(Text to read):
The Open University
It’s thinner, but more colourful; my name printed rather than hand lettered; it has an impressed stamp like the other, but as a sign of the times, also has a holographic stamp too; it’s A4 portrait on paper rather than landscape and card – it’s my degree certificate.
A repetition of my first degree
(right down to the class) though via rather different subjects. It is difficult not to look at the piece of
A4 paper and not think about the money that such a degree now costs to students
studying in many UK universities. Even
without taking living expenses and the cost of textbooks, you are looking at
twenty-seven thousand pounds. I wonder
what 27K would have got me when I did my first BA in 1970s – certainly more
than Room 816 in Neuadd Lewis Jones in Swansea University, and all my textbooks
rebound in leather with my personal monogram embossed in 24k gold on the front!
OU degrees do not cost as much, but
the cost of the courses has increased exponentially since I took my first
course over thirty years ago: what was a couple of hundred pounds or less is
now a couple of thousand. Such costs are
a reflection of political insistence, especially on behalf of the Conservative
party which was a vociferous opponent of the whole concept of the OU. It has forced the OU to become more
financially commercial with the result that its courses have become further and
further out of reach to the very people they were designed and intended to
serve. It is still a wonderful institution
and I am very proud to be a graduate. At
last. Only taken thirty years!
I have been reading “Great Lengths” by Dr. Ian Gordon and Simon Inglis, which is a pictorial survey of the historic indoor swimming pools of Britain. This was an inspired Emma birthday present to me as it fits well with the work that I did on the comparison of Hockney and Guevara’s paintings of swimming pools which was the subject matter for my extended essay in the OU course on Modern Art.
There is still some discussion about
the exact location of the swimming pool in Guevara’s paintings and I am hoping
that some of the information in the book will allow a more precise
identification. There is a bibliography
as well, so there is the opportunity for further research.

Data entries
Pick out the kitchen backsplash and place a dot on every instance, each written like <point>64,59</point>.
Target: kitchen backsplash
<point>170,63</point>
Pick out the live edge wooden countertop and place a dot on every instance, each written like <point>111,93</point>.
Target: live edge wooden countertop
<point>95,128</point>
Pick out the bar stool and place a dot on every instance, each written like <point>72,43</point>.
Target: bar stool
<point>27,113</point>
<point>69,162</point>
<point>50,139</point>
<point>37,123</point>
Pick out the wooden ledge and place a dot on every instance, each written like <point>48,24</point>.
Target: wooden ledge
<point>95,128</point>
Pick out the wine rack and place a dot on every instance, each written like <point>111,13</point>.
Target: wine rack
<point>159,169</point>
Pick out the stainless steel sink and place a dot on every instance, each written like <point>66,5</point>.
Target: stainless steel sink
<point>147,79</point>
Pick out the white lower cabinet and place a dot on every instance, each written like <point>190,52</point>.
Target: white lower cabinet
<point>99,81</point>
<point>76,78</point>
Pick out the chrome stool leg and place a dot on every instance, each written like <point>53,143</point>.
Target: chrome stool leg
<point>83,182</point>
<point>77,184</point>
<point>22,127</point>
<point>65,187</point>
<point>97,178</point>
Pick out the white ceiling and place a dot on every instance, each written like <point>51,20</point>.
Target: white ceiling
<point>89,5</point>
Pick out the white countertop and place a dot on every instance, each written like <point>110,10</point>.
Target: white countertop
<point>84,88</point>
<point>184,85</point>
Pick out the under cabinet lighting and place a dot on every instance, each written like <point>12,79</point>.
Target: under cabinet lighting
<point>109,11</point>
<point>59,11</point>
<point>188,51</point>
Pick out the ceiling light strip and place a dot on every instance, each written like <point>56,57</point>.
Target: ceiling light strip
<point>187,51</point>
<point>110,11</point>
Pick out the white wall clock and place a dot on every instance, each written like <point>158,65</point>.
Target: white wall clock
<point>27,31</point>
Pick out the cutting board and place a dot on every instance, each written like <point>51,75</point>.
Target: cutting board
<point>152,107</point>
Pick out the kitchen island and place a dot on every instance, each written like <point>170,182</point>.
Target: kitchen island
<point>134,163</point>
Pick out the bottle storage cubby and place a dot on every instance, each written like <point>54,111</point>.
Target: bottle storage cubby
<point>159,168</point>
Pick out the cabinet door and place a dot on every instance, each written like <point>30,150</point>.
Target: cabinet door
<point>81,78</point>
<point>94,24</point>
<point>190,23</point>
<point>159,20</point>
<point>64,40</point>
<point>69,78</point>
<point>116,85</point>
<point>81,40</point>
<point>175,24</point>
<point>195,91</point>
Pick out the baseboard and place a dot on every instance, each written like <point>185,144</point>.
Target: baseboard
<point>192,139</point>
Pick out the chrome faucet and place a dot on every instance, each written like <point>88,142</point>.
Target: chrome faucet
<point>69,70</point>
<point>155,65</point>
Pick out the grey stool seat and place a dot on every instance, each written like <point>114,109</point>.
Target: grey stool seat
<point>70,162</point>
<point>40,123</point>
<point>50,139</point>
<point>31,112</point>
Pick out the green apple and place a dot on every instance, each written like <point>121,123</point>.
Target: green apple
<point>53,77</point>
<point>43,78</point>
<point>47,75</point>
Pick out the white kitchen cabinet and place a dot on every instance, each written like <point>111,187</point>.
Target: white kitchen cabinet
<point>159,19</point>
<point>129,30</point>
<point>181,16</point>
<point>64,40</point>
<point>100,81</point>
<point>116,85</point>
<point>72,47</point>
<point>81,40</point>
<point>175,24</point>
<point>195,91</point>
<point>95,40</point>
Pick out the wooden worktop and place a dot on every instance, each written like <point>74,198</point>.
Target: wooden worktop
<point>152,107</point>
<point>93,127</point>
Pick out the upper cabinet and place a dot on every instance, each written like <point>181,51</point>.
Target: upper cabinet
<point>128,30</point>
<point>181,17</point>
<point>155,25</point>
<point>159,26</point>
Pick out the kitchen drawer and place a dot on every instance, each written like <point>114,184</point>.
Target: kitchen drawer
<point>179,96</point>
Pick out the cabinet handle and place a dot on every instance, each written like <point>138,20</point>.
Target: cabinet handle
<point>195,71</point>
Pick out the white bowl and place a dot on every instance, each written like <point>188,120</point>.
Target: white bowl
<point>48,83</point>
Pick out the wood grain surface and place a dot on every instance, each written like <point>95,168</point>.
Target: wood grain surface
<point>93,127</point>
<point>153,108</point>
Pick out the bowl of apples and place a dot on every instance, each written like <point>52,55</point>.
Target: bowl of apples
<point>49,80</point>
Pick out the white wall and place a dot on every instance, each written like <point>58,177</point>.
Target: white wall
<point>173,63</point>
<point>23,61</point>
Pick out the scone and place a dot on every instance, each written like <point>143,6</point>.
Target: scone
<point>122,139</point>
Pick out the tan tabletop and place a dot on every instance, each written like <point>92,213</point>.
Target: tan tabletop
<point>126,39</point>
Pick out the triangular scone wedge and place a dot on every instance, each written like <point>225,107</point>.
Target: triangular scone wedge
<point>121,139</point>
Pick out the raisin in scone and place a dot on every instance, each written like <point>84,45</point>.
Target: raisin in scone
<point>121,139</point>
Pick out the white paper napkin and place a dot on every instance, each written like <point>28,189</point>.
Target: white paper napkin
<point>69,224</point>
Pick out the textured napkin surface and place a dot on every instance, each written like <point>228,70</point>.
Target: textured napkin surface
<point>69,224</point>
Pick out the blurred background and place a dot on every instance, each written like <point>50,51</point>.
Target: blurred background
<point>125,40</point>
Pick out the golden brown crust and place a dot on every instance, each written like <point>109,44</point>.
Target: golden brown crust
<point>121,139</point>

(Given request): Repeat word for word the passage in the Open University post starting at "I have been" and ending at "on Modern Art.". The entries are separate material, apart from the Open University post.

(Task output):
I have been reading “Great Lengths” by Dr. Ian Gordon and Simon Inglis, which is a pictorial survey of the historic indoor swimming pools of Britain. This was an inspired Emma birthday present to me as it fits well with the work that I did on the comparison of Hockney and Guevara’s paintings of swimming pools which was the subject matter for my extended essay in the OU course on Modern Art.